Records excerpted from a collection
"""
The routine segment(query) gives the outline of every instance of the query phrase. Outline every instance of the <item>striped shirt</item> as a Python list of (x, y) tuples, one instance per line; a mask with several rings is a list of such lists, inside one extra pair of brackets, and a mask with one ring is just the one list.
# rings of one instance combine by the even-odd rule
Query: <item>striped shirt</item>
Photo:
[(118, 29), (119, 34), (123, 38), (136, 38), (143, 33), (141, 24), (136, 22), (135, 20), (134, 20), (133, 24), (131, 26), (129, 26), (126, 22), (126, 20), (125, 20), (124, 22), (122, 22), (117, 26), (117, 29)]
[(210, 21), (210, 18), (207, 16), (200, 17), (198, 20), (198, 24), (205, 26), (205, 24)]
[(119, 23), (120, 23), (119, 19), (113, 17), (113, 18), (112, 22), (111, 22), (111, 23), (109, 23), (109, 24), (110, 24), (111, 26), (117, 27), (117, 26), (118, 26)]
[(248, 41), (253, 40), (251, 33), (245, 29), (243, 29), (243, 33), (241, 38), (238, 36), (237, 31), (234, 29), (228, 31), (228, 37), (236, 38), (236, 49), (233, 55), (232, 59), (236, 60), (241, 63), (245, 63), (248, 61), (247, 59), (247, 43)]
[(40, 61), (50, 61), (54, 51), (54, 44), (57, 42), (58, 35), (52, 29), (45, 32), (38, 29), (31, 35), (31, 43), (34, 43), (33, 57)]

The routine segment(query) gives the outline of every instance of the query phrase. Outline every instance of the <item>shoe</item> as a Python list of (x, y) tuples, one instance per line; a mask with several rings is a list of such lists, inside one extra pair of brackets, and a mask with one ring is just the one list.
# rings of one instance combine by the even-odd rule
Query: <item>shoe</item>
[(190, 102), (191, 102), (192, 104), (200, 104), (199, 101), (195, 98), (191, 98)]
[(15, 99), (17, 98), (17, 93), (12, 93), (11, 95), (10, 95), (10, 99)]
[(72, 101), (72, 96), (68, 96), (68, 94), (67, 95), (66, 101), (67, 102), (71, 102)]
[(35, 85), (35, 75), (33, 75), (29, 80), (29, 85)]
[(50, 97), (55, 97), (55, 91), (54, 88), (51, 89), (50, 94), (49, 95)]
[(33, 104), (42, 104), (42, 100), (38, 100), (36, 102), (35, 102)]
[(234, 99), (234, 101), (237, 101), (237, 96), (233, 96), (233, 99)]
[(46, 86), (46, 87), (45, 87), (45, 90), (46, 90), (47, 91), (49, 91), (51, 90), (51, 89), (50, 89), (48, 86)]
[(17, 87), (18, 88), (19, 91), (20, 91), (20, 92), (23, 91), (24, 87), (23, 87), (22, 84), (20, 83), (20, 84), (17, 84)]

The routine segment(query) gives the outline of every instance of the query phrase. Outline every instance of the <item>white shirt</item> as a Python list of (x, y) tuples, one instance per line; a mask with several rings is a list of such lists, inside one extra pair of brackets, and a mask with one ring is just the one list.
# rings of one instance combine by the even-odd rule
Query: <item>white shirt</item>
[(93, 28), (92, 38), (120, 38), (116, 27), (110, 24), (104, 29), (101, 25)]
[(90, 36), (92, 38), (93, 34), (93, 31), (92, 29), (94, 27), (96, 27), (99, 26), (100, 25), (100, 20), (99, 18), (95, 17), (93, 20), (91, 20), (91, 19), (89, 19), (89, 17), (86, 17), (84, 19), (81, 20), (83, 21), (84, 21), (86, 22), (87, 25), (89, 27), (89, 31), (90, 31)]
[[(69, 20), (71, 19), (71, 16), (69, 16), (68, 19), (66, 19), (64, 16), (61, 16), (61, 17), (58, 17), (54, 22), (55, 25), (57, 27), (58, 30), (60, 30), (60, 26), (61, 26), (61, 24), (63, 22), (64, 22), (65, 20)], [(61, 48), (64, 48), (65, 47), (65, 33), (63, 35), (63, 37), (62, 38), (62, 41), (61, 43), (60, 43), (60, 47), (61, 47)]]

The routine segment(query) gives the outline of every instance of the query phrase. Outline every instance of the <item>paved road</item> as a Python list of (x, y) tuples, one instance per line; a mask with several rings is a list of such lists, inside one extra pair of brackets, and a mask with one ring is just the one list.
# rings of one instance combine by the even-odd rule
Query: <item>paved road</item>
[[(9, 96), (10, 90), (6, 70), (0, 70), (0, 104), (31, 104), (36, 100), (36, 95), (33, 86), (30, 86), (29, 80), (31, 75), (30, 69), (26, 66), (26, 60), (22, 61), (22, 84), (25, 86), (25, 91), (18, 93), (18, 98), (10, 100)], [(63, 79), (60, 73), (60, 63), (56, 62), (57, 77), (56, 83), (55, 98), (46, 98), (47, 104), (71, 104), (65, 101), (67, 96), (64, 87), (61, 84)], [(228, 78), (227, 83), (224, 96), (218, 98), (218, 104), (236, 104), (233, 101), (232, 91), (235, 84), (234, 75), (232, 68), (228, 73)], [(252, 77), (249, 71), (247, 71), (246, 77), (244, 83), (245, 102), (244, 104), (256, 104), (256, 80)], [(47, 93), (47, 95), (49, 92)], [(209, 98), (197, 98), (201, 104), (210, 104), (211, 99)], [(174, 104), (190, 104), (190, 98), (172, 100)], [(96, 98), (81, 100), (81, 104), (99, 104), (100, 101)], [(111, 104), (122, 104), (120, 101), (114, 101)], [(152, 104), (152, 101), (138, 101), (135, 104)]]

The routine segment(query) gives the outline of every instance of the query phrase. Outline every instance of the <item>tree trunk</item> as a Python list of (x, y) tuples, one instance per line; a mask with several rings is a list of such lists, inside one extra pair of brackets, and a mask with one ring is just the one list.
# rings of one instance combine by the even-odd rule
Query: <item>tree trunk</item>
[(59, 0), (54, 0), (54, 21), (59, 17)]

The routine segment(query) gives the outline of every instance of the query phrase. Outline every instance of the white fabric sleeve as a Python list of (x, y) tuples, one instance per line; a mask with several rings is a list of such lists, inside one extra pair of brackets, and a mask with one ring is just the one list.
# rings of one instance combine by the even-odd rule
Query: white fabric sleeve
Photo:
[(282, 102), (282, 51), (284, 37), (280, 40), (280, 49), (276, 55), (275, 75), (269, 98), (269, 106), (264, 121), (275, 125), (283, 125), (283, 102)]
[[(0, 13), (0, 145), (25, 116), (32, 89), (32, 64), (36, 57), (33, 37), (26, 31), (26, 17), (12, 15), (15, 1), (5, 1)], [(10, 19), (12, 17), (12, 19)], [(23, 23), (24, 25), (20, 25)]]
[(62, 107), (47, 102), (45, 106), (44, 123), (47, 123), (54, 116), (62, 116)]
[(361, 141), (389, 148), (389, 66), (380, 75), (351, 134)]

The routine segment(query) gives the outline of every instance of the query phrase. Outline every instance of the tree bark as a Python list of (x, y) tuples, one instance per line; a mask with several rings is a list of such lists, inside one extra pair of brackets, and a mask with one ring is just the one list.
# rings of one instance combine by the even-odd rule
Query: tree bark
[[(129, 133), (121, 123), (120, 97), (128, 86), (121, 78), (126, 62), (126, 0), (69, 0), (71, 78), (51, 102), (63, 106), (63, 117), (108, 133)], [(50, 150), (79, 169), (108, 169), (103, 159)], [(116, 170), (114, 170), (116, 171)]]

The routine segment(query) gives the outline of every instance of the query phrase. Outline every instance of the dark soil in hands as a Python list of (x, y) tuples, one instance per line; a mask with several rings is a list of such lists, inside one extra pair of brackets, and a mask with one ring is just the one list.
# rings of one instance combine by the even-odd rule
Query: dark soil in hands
"""
Output every line of the records above as a JSON list of strings, one string per line, with blank lines omitted.

:: WRITTEN REPLY ::
[
  "The routine segment(query) gives the outline of every instance of the query phrase. Outline every instance of the <item>striped shirt</item> as a Python list of (x, y) tuples, one instance per line; a mask with several rings is a list of such lists, inside one extra pair of brackets, and a mask with one ring is just the one list.",
  "# rings of one instance combine by the even-odd rule",
  "Query: <item>striped shirt</item>",
  "Photo:",
  "[(118, 29), (119, 34), (123, 38), (136, 38), (143, 33), (141, 24), (136, 22), (135, 20), (134, 20), (133, 24), (131, 26), (129, 26), (126, 22), (126, 20), (125, 20), (124, 22), (122, 22), (117, 26), (117, 29)]",
  "[(210, 21), (210, 18), (207, 16), (200, 17), (198, 20), (198, 24), (205, 26), (205, 24)]",
  "[(119, 23), (120, 23), (119, 19), (113, 17), (113, 18), (112, 22), (111, 22), (111, 23), (109, 23), (109, 24), (110, 24), (111, 26), (117, 27), (117, 26), (118, 26)]",
  "[(248, 41), (253, 40), (251, 33), (245, 29), (243, 29), (243, 33), (241, 38), (238, 36), (237, 31), (234, 29), (228, 31), (228, 37), (236, 38), (236, 49), (233, 55), (232, 59), (236, 60), (241, 63), (245, 63), (248, 61), (247, 59), (247, 43)]",
  "[(40, 61), (50, 61), (54, 51), (54, 44), (57, 42), (58, 35), (52, 29), (45, 32), (38, 29), (31, 35), (31, 43), (34, 43), (33, 57)]",
  "The routine segment(query) gives the outline of every instance of the query phrase. Outline every instance of the <item>shoe</item> as a Python list of (x, y) tuples, one instance per line; a mask with several rings is a list of such lists, inside one extra pair of brackets, and a mask with one ring is just the one list.",
  "# rings of one instance combine by the even-odd rule",
  "Query: <item>shoe</item>",
  "[(190, 102), (191, 102), (192, 104), (200, 104), (199, 101), (195, 98), (191, 98)]",
  "[(15, 99), (17, 98), (17, 93), (12, 93), (11, 95), (10, 95), (10, 99)]",
  "[(72, 101), (72, 96), (68, 96), (68, 94), (67, 95), (66, 101), (67, 102), (71, 102)]",
  "[(35, 85), (35, 75), (33, 75), (29, 80), (29, 85)]",
  "[(50, 97), (55, 97), (55, 91), (54, 88), (51, 89), (50, 94), (49, 95)]",
  "[(33, 104), (42, 104), (42, 100), (38, 100), (36, 102), (35, 102)]",
  "[(234, 99), (234, 101), (237, 101), (237, 96), (233, 96), (233, 99)]",
  "[(46, 86), (46, 87), (45, 87), (45, 90), (46, 90), (47, 91), (49, 91), (51, 90), (51, 89), (50, 89), (48, 86)]",
  "[(17, 87), (18, 88), (19, 91), (20, 91), (20, 92), (23, 91), (24, 87), (23, 87), (22, 84), (20, 83), (20, 84), (17, 84)]",
  "The routine segment(query) gives the outline of every instance of the query phrase. Outline every instance of the <item>white shirt</item> as a Python list of (x, y) tuples, one instance per line; a mask with several rings is a list of such lists, inside one extra pair of brackets, and a mask with one ring is just the one list.",
  "# rings of one instance combine by the even-odd rule",
  "Query: <item>white shirt</item>",
  "[(93, 28), (92, 38), (120, 38), (116, 27), (110, 24), (104, 29), (101, 25)]",
  "[(90, 36), (92, 38), (93, 34), (93, 31), (92, 29), (94, 27), (96, 27), (99, 26), (100, 25), (100, 20), (99, 18), (95, 17), (93, 20), (91, 20), (91, 19), (89, 19), (89, 17), (86, 17), (84, 19), (81, 20), (83, 21), (84, 21), (86, 22), (87, 25), (89, 27), (89, 31), (90, 31)]",
  "[[(69, 20), (71, 19), (71, 16), (69, 16), (68, 19), (66, 19), (64, 16), (61, 16), (61, 17), (58, 17), (54, 22), (55, 25), (57, 27), (58, 30), (60, 30), (60, 26), (61, 26), (61, 24), (63, 22), (64, 22), (65, 20)], [(61, 48), (64, 48), (65, 47), (65, 33), (63, 35), (63, 37), (62, 38), (62, 41), (61, 43), (60, 43), (60, 47), (61, 47)]]",
  "The routine segment(query) gives the outline of every instance of the query phrase. Outline every instance of the <item>paved road</item> as a Python list of (x, y) tuples, one instance per line; a mask with several rings is a list of such lists, inside one extra pair of brackets, and a mask with one ring is just the one list.",
  "# rings of one instance combine by the even-odd rule",
  "Query: <item>paved road</item>",
  "[[(9, 96), (10, 90), (6, 70), (0, 70), (0, 104), (31, 104), (36, 100), (36, 95), (33, 86), (30, 86), (29, 80), (31, 75), (30, 69), (26, 66), (26, 60), (22, 61), (22, 84), (25, 86), (25, 91), (18, 93), (18, 98), (10, 100)], [(63, 79), (60, 73), (60, 63), (56, 62), (57, 77), (56, 83), (55, 98), (46, 98), (47, 104), (71, 104), (65, 101), (67, 96), (64, 87), (61, 84)], [(228, 78), (227, 83), (224, 96), (218, 98), (218, 104), (236, 104), (233, 101), (232, 91), (235, 84), (234, 75), (232, 68), (228, 73)], [(252, 77), (249, 71), (247, 71), (246, 77), (244, 83), (245, 102), (244, 104), (256, 104), (256, 80)], [(47, 93), (47, 95), (49, 92)], [(209, 98), (197, 98), (201, 104), (210, 104), (211, 99)], [(174, 104), (190, 104), (190, 98), (172, 100)], [(96, 98), (81, 100), (81, 104), (99, 104), (100, 101)], [(111, 104), (122, 104), (120, 101), (114, 101)], [(152, 104), (152, 101), (138, 101), (135, 104)]]",
  "The routine segment(query) gives the outline of every instance of the query phrase. Outline every instance of the <item>tree trunk</item> as a Python list of (x, y) tuples, one instance per line; a mask with several rings is a list of such lists, inside one extra pair of brackets, and a mask with one ring is just the one list.",
  "# rings of one instance combine by the even-odd rule",
  "Query: <item>tree trunk</item>",
  "[(59, 0), (54, 0), (54, 21), (59, 17)]",
  "The routine segment(query) gives the outline of every instance of the query phrase. Outline every instance of the white fabric sleeve as a Python list of (x, y) tuples, one instance per line; a mask with several rings is a list of such lists, inside one extra pair of brackets, and a mask with one ring is just the one list.",
  "# rings of one instance combine by the even-odd rule",
  "Query: white fabric sleeve",
  "Photo:",
  "[(282, 102), (282, 51), (284, 37), (280, 40), (280, 49), (276, 55), (275, 75), (269, 98), (269, 106), (264, 121), (275, 125), (283, 125), (283, 102)]",
  "[[(0, 13), (0, 145), (25, 116), (32, 89), (32, 64), (36, 57), (33, 37), (26, 31), (26, 17), (12, 15), (15, 1), (5, 1)], [(10, 19), (12, 17), (12, 19)], [(23, 23), (24, 25), (20, 25)]]",
  "[(62, 107), (47, 102), (45, 106), (44, 123), (47, 123), (54, 116), (62, 116)]",
  "[(361, 141), (389, 148), (389, 66), (380, 75), (351, 134)]",
  "The routine segment(query) gives the outline of every instance of the query phrase. Outline every instance of the tree bark as a Python list of (x, y) tuples, one instance per line; a mask with several rings is a list of such lists, inside one extra pair of brackets, and a mask with one ring is just the one list.",
  "# rings of one instance combine by the even-odd rule",
  "Query: tree bark",
  "[[(129, 133), (121, 123), (120, 97), (128, 86), (121, 78), (126, 62), (126, 0), (69, 0), (71, 78), (51, 102), (63, 106), (63, 117), (108, 133)], [(50, 150), (79, 169), (108, 169), (103, 159)], [(116, 170), (114, 170), (116, 171)]]",
  "The routine segment(query) gives the outline of every instance of the query phrase. Outline every instance of the dark soil in hands as a Python list of (x, y) tuples, one instance per line; a mask with several rings is a list of such lists, inside one extra pair of brackets, and a mask with one ring is just the one list.",
  "# rings of one instance combine by the even-odd rule",
  "Query: dark soil in hands"
]